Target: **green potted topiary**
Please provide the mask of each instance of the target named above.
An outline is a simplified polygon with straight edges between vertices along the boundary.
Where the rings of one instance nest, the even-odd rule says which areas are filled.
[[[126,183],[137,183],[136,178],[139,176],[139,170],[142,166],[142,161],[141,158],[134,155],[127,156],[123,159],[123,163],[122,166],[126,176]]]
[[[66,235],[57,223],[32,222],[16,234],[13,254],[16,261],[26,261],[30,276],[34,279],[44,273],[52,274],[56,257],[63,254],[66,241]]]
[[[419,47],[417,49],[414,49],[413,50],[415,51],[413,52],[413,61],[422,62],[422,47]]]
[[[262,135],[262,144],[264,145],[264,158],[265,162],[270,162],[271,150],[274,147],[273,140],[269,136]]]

WORK REQUIRED:
Rewrite all of the lines above, requests included, and offset every coordinate in the answers by adding 17 to it.

WORKED ANSWER:
Target: **green potted topiary**
Please provide the mask of each instance of the target named above.
An outline is a simplified polygon with straight edges between vertices along the boundary.
Where the rings of one instance nest, the even-odd rule says which areas are filled.
[[[143,200],[154,200],[153,195],[156,193],[156,187],[159,183],[159,178],[158,175],[151,172],[144,173],[140,176],[140,180],[139,183],[143,193]]]
[[[83,252],[74,240],[49,239],[33,251],[30,271],[33,278],[43,278],[47,293],[51,296],[61,290],[69,291],[73,274],[80,271],[83,258]]]
[[[436,64],[434,66],[431,66],[430,67],[432,68],[430,69],[430,78],[439,79],[439,64]]]
[[[279,152],[279,161],[281,162],[281,175],[282,179],[287,179],[288,167],[291,164],[290,157],[286,153]]]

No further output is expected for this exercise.